*Required work*:
Pick out every line below that contains the word "Target", with capitalization matching.

*Source material*:
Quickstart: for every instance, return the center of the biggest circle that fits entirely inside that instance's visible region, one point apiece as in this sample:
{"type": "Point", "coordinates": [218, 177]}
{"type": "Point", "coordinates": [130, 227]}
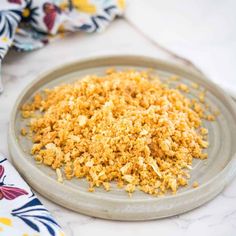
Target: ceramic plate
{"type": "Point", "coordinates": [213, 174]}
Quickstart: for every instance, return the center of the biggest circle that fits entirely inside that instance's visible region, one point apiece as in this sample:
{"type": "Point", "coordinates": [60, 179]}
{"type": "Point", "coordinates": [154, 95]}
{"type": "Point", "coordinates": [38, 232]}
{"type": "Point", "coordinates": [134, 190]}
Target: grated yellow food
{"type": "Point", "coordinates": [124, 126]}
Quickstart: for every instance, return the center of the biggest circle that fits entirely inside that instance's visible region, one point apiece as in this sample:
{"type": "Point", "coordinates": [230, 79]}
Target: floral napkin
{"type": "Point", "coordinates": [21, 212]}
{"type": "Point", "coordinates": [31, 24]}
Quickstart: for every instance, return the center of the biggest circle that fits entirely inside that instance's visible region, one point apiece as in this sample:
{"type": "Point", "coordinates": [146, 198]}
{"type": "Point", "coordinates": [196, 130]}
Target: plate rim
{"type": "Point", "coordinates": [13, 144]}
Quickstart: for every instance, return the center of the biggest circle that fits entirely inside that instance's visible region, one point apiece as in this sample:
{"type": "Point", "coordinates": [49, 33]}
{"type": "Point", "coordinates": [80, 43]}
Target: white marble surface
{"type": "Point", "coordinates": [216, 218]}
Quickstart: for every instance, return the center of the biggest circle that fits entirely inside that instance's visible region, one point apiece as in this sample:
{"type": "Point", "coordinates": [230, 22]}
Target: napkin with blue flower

...

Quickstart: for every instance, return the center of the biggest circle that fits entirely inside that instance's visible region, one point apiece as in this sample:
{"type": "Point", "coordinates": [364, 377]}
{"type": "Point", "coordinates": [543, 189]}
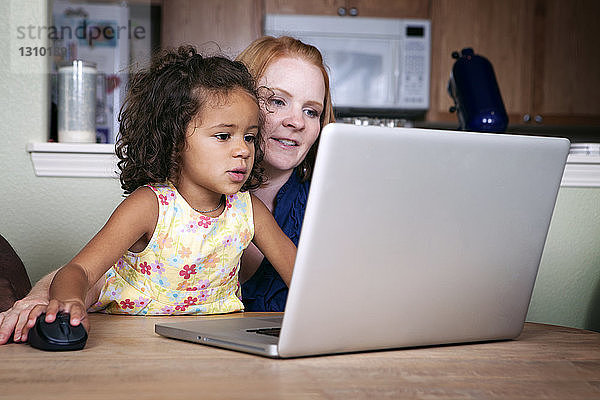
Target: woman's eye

*Reply*:
Target: ceramic plate
Target: grated yellow food
Target: floral napkin
Target: plate rim
Target: white marble surface
Target: napkin with blue flower
Target: woman's eye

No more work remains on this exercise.